Saturday, February 4, 2012

I won't be enjoying the Super Bowl tomorrow

I won't be enjoying the Super Bowl tomorrow. Since it comes only once a year, I had planned to watch at least the first half (its no use watching the second half, because I already know which team is fixed to win). So, I went out to buy myself a little liquid cheer to help root on my favorite team, but EVERYWHERE I went, I was stalked by a whole assortment of occult and/or security types--vampire Sirians, long haired Amon RAites, preppy, anal-retentive, hard-eyed Satanists, seemingly friendly, buzz-cut blonde Nazis, and shape-shifters. FUCK THEM ALL!!!! Now, understand one thing--I made over a dozen stops, trying to buy a six pack of beer or get a carry out sandwich to eat. Most places, the goddamned carrion were literally parked outside, waiting for me to exit! So, I forgot about buying beer; after all I don't need to drink it to live. I do need to eat, though, and the food I bought at two separate places were contaminated with the goddamned virus that I hate so much--you know the one that makes me angry, aggressive, and autistic. I ate a half of a Subway sandwich, and the smell of the contaminated vegetable oil was overpowering. It has been in the cooking oil that I use at home, as well. It was not there for the first couple of weeks of use, so that means somebody entered my house and tampered with it. It probably is why my stomach has been hurting all day. Right now, after eating the sub, my stomach is tore apart. I feel like the character in the James Bond movie who drank a quart of motor oil to try to save his villainous life from thirst. Whatever nano technology they are putting into the oil is tearing up my stomach. I have to eat crackers to get rid of the taste in my mouth, but nothing gets rid of the smell that hangs around in my kitchen after cooking with it.

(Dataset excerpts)

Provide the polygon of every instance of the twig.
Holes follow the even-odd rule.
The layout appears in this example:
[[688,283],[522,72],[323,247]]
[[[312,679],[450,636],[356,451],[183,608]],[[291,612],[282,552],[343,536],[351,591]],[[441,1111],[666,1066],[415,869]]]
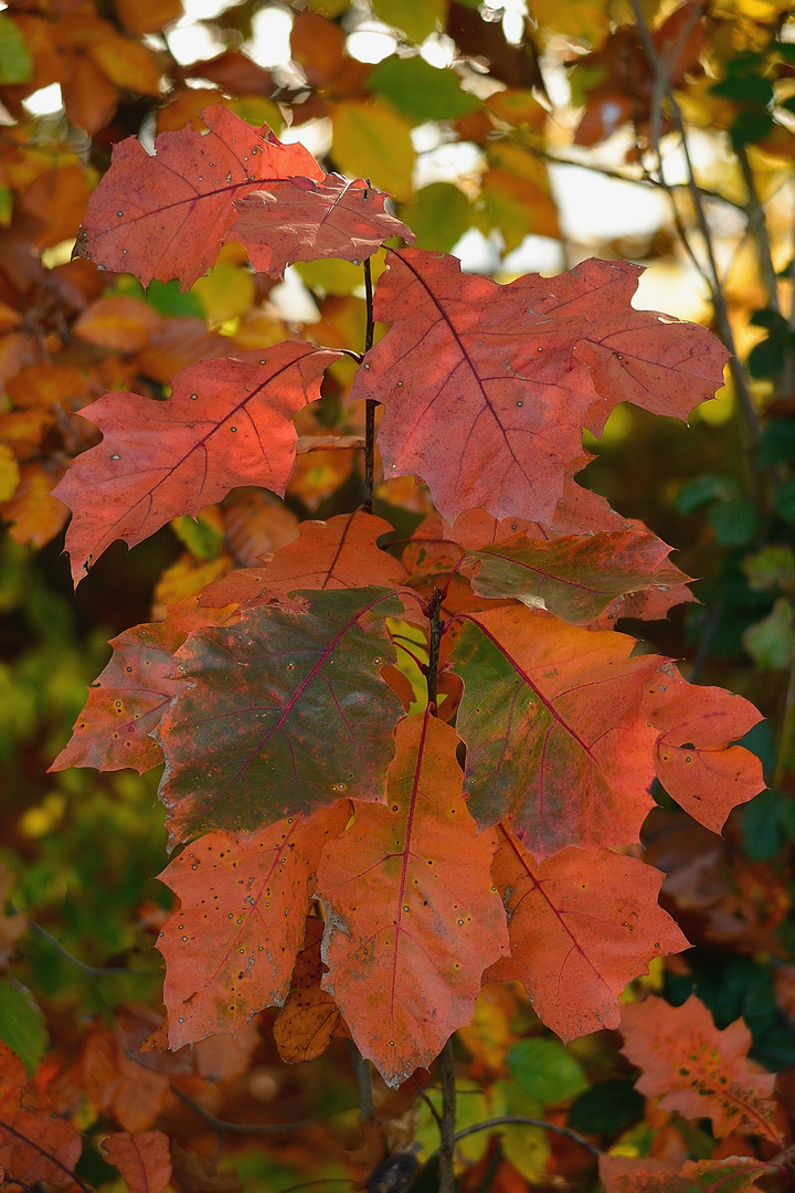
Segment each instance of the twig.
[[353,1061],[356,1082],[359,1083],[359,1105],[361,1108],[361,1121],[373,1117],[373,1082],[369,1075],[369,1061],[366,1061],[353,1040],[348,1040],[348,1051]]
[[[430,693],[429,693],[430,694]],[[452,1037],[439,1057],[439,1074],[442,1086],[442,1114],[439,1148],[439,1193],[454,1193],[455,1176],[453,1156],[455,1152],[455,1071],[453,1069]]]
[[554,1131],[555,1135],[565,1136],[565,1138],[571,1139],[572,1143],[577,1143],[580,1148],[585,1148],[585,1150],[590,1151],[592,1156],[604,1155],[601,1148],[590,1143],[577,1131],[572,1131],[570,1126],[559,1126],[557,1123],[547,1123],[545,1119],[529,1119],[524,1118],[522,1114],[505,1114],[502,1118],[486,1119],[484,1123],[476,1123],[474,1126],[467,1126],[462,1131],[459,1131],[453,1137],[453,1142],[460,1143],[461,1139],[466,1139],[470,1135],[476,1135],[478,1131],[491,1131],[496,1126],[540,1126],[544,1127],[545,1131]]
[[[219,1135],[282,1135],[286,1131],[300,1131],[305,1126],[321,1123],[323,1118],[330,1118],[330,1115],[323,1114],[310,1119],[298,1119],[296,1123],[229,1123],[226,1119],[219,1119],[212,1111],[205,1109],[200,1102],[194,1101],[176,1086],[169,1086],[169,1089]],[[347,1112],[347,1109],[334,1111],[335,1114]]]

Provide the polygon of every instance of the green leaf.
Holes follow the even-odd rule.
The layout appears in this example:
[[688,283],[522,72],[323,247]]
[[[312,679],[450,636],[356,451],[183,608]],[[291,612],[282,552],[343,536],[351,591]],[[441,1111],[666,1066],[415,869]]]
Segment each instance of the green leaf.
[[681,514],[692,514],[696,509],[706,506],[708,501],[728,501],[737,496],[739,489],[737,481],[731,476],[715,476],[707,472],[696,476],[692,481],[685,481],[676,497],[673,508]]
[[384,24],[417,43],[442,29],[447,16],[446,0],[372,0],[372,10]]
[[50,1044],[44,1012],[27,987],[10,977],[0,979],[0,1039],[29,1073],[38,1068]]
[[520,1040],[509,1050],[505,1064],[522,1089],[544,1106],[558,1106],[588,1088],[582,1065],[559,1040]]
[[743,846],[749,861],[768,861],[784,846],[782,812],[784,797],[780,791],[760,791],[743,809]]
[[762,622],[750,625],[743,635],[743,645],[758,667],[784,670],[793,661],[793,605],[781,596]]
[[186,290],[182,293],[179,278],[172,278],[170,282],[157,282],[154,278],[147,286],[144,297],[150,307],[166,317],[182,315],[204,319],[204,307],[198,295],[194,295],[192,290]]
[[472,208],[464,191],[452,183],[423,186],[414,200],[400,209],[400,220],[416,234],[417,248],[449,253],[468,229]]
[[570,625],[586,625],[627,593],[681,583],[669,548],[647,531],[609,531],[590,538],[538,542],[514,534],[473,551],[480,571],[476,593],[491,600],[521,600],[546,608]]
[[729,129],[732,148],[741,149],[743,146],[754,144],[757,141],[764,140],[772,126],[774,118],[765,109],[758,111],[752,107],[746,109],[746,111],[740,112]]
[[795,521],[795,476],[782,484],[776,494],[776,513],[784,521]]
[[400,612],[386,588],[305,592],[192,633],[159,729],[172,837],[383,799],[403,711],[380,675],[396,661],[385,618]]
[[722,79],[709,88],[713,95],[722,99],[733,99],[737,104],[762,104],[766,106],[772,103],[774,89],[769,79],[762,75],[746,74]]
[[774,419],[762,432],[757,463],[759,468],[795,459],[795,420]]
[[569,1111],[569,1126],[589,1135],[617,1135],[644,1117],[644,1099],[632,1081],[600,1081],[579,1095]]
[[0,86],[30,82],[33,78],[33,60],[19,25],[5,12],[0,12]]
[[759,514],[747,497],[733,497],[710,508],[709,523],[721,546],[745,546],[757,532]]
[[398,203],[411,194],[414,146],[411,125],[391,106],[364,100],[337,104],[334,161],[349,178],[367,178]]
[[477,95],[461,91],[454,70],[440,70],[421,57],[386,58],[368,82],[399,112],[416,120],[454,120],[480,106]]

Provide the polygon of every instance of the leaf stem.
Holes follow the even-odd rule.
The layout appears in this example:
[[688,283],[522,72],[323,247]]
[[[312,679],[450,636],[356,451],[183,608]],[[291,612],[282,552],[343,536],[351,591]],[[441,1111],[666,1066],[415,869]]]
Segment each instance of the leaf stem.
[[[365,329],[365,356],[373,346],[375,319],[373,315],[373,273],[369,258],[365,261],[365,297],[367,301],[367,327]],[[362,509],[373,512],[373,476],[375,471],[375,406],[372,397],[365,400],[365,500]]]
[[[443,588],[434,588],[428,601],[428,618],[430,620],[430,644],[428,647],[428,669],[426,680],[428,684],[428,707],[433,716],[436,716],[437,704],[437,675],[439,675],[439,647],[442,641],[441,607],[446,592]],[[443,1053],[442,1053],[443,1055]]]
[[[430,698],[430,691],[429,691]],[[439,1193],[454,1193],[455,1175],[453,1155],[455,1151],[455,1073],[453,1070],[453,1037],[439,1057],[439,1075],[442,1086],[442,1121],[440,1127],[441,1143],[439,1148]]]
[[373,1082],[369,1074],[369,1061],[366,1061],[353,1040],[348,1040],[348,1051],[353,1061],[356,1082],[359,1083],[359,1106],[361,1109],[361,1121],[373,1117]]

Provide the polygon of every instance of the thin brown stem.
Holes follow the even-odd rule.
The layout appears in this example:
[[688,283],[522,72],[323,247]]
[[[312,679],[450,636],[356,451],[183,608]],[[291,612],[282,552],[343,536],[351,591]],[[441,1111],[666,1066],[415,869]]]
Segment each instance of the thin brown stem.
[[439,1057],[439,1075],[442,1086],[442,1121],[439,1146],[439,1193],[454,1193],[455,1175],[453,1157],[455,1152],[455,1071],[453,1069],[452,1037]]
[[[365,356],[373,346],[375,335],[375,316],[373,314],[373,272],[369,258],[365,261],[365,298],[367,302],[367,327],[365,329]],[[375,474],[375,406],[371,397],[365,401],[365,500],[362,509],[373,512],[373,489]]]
==
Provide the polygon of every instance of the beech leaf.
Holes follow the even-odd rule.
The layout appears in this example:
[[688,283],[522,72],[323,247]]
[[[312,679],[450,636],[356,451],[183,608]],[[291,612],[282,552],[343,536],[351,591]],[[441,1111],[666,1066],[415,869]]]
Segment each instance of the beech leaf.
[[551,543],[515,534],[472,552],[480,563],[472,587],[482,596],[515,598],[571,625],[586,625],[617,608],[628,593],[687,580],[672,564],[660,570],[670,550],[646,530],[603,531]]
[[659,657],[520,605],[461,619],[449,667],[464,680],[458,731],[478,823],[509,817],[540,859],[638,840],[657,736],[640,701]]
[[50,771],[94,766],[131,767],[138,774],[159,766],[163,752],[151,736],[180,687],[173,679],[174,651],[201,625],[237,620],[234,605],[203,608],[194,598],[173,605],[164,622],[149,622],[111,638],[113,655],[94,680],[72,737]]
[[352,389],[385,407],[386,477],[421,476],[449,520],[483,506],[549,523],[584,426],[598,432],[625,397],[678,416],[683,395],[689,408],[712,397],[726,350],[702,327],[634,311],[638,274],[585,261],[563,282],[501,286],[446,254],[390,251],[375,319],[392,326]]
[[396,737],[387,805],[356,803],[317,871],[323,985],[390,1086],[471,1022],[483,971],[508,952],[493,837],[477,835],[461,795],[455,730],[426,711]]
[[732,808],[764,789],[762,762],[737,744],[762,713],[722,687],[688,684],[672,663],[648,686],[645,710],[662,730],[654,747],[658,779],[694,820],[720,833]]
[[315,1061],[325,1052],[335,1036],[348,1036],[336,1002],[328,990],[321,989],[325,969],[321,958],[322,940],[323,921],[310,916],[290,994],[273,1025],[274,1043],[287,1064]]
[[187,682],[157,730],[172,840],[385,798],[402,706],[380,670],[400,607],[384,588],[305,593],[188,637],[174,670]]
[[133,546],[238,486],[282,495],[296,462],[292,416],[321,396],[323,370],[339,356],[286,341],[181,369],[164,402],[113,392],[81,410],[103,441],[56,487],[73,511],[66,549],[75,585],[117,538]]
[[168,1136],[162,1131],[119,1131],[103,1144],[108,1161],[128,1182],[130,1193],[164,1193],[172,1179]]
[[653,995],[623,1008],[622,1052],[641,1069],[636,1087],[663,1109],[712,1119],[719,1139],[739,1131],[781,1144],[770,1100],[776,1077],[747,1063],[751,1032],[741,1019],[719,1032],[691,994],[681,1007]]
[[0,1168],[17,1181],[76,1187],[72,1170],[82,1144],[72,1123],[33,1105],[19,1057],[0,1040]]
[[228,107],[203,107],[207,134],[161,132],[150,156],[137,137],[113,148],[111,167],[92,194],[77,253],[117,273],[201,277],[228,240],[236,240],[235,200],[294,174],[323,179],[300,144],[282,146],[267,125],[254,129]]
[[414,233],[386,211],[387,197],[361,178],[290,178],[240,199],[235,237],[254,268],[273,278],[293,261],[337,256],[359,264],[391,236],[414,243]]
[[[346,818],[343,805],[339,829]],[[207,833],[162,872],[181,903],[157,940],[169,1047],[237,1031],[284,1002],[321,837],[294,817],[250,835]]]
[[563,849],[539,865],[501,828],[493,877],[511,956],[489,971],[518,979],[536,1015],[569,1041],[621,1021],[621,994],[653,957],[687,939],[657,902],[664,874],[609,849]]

• Problem set:
1: In the Super Bowl post, what did the writer eat half of?
2: Continue the Super Bowl post from its final sentence.

• Expected outputs:
1: Half of a Subway sandwich.

2:
Can't you occult predators just give me a damned shot and get the shit over with? I am tired of my food being contaminated. Worst of all, I am out of groceries--but was waiting until next week to shop. DAMNED, I hate it when my own stupidity makes my life harder, but I suppose I would really be pissed if I came home and found everything contaminated.

I have had a massive headache all day, and now, on to of that I have a stomachache. The only good news is that I think the rest of the country can watch the Super Bowl in peace--spent all day researching likely threats, and while my inability to concentrate resulted in an unsatisfactory stalemate (at least to my perfectionist mind) at resolving the issues, at least I am confident that there won't be any major meltdowns tomorrow--except in the bars of the city of the losing team.